**What is expected**
Word-for-word repetition of the records below is needed, but only from the line holding "Would you be able to indicate the dark" through the final line, with pictures excluded.

**Data excerpts**
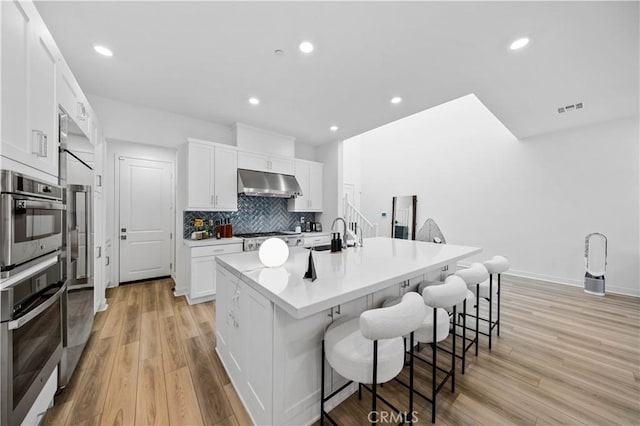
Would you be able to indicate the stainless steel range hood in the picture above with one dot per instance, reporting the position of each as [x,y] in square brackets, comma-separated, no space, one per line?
[263,184]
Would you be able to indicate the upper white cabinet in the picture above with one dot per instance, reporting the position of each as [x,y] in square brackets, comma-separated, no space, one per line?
[73,102]
[265,163]
[29,109]
[309,175]
[211,177]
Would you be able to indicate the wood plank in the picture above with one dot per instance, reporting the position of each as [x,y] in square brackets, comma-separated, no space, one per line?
[181,399]
[120,405]
[151,403]
[172,356]
[92,390]
[149,302]
[184,319]
[240,413]
[230,421]
[563,357]
[164,297]
[150,335]
[113,324]
[131,325]
[210,391]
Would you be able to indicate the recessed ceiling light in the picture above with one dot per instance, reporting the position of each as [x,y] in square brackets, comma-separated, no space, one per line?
[306,47]
[519,43]
[102,50]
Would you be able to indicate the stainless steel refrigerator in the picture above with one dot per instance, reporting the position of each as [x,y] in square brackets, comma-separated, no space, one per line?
[76,176]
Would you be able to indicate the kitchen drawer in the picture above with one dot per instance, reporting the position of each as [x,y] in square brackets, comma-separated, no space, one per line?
[316,241]
[215,250]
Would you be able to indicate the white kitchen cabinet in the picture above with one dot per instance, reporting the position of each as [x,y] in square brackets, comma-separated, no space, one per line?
[244,328]
[316,240]
[73,102]
[29,109]
[211,177]
[265,163]
[202,277]
[225,176]
[310,176]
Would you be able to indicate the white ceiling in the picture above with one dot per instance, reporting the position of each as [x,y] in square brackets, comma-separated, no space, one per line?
[205,59]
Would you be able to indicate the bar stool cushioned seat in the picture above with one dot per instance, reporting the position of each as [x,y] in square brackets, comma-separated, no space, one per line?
[474,274]
[497,264]
[425,332]
[348,342]
[470,296]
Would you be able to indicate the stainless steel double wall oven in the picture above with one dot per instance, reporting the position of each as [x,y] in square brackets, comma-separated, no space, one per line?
[31,221]
[32,215]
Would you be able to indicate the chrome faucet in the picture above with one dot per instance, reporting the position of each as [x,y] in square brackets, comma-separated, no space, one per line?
[344,234]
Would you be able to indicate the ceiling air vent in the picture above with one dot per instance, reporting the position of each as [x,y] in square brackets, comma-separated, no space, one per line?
[569,108]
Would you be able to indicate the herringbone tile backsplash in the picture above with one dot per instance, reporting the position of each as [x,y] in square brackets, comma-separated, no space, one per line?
[255,214]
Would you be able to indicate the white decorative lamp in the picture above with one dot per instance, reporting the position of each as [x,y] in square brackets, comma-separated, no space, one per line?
[273,252]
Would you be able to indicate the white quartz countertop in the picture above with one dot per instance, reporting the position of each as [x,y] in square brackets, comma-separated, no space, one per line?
[316,234]
[212,242]
[344,276]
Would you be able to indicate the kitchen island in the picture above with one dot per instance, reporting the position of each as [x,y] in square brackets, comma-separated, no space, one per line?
[270,321]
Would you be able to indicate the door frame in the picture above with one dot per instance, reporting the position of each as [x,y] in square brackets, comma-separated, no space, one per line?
[115,248]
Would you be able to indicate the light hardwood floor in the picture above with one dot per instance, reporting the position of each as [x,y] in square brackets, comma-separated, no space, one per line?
[563,357]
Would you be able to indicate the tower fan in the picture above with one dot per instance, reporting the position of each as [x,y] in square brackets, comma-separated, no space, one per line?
[595,258]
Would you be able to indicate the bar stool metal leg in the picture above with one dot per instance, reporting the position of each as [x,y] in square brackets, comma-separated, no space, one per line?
[453,357]
[410,380]
[490,309]
[374,414]
[499,292]
[322,387]
[464,334]
[477,316]
[433,369]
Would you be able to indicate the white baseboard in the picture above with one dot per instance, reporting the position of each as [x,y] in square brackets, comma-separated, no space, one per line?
[196,300]
[562,281]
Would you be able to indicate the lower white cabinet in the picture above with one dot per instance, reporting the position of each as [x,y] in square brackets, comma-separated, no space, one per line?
[202,276]
[316,240]
[244,329]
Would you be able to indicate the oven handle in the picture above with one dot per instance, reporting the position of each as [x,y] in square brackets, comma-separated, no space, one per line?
[14,325]
[44,205]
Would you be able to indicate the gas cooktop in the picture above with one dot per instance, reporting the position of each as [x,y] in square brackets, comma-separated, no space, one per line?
[261,234]
[253,240]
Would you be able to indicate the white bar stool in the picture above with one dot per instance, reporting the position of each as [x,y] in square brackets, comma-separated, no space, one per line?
[465,308]
[495,266]
[435,328]
[370,350]
[473,276]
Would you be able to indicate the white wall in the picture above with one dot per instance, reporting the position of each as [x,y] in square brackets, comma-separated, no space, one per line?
[353,167]
[136,123]
[533,201]
[128,122]
[306,151]
[116,149]
[331,155]
[141,132]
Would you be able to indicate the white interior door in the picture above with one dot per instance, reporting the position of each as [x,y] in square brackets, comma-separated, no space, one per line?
[146,209]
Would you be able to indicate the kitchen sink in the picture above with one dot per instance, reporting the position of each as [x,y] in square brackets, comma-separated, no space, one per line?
[326,247]
[320,248]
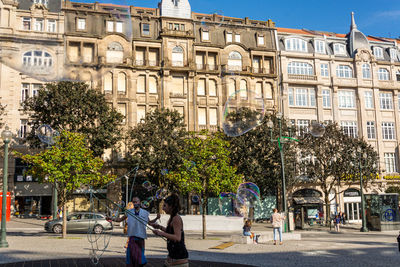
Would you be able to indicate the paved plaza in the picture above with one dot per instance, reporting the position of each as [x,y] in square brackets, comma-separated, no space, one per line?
[319,247]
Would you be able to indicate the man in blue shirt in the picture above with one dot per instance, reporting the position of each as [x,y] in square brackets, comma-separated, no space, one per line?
[137,220]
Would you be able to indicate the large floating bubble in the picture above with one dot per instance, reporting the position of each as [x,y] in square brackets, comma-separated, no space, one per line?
[54,59]
[244,110]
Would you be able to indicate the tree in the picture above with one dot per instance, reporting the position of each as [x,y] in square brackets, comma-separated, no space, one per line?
[73,106]
[210,172]
[258,157]
[332,159]
[68,165]
[155,145]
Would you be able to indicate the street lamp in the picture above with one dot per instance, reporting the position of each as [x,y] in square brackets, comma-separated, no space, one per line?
[281,140]
[6,135]
[360,156]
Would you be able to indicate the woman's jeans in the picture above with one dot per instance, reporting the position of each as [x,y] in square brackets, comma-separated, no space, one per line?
[279,230]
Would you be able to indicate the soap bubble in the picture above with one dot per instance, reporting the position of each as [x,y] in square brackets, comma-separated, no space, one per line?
[52,59]
[317,129]
[244,110]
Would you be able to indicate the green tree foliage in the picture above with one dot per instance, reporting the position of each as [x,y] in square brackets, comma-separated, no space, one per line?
[206,170]
[256,153]
[333,159]
[74,107]
[156,143]
[69,165]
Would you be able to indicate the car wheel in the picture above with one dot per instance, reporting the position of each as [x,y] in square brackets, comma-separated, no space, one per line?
[98,229]
[57,228]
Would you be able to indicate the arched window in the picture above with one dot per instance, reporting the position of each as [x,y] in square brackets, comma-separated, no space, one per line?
[115,53]
[108,82]
[366,71]
[121,87]
[344,71]
[301,68]
[37,58]
[383,74]
[243,89]
[296,44]
[177,56]
[235,61]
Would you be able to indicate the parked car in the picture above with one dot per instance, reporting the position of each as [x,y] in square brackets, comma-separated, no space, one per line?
[81,222]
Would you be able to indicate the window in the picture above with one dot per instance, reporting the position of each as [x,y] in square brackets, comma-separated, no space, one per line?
[383,74]
[324,70]
[378,52]
[119,26]
[260,40]
[393,54]
[38,25]
[229,37]
[304,97]
[301,68]
[339,49]
[371,134]
[388,131]
[23,128]
[202,116]
[295,44]
[26,24]
[37,59]
[320,46]
[51,25]
[237,38]
[205,35]
[369,100]
[81,24]
[177,56]
[344,71]
[235,61]
[366,71]
[386,100]
[141,84]
[349,128]
[146,29]
[201,87]
[390,162]
[115,53]
[24,91]
[326,98]
[212,88]
[346,99]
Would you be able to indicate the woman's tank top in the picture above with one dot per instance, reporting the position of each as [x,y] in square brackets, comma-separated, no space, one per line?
[176,250]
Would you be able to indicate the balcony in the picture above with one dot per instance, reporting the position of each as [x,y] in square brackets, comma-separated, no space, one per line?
[302,77]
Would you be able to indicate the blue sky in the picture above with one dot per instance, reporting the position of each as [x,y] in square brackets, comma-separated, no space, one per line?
[377,18]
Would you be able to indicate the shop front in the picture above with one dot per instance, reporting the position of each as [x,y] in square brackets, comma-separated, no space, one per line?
[308,208]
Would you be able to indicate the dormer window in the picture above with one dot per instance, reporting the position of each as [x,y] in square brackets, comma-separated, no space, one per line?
[320,47]
[378,52]
[295,44]
[339,49]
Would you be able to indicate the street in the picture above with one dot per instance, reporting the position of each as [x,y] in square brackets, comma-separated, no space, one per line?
[28,241]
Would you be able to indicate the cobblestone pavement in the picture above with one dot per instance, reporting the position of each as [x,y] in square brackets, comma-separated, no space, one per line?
[28,242]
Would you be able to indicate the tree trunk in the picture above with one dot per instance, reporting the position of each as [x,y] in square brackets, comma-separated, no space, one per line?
[64,220]
[204,212]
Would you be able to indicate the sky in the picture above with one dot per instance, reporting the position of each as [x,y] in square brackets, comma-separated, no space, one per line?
[377,18]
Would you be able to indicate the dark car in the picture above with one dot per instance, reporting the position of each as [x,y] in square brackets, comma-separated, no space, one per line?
[81,222]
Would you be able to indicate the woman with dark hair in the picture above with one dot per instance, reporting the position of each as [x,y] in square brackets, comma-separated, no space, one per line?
[177,253]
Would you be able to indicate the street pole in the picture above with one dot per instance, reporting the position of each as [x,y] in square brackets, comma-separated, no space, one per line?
[6,135]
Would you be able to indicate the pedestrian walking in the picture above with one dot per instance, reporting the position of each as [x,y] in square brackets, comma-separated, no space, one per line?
[177,253]
[277,220]
[137,220]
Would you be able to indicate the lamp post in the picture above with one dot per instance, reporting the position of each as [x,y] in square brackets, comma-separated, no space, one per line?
[364,222]
[281,140]
[6,135]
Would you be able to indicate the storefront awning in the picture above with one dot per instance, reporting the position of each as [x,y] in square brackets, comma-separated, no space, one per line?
[308,200]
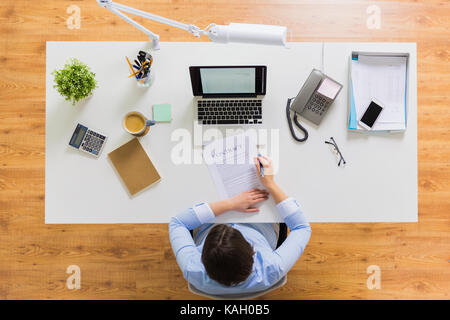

**Written reply**
Would you be able to indicate the dark car in the picture above with one dot per instance, reporting the position of each as [x,y] in square brackets, comma-separated, no space, one per line?
[81,222]
Would you be able to indicate the woman with dark hair in the picture above with one dot per instance, reporting the position of each as [x,y] in square brackets, comma-separated, no space, one per line?
[177,253]
Would you be able to indicate the street pole in the picture above with one dot per instance, reporting the position of each as [x,y] in square brackets, comma-separated, no space, one per line?
[6,135]
Would you be able to indicate the pedestrian walking in the picture above with one dot per instance, reporting the position of each as [x,y] in square brackets, comma-separated, no space, one per line?
[177,253]
[277,220]
[137,220]
Would you be able to indicate the lamp post in the picture above with one dot per instance, reporting the position of each as [x,y] in square brackets, comma-separated, no space, one per line?
[364,222]
[281,140]
[6,135]
Would you be able to indicate the storefront awning in the picture above with one dot per instance, reporting the position of each as [x,y] in square brackets, comma-separated, no space, one per line?
[308,200]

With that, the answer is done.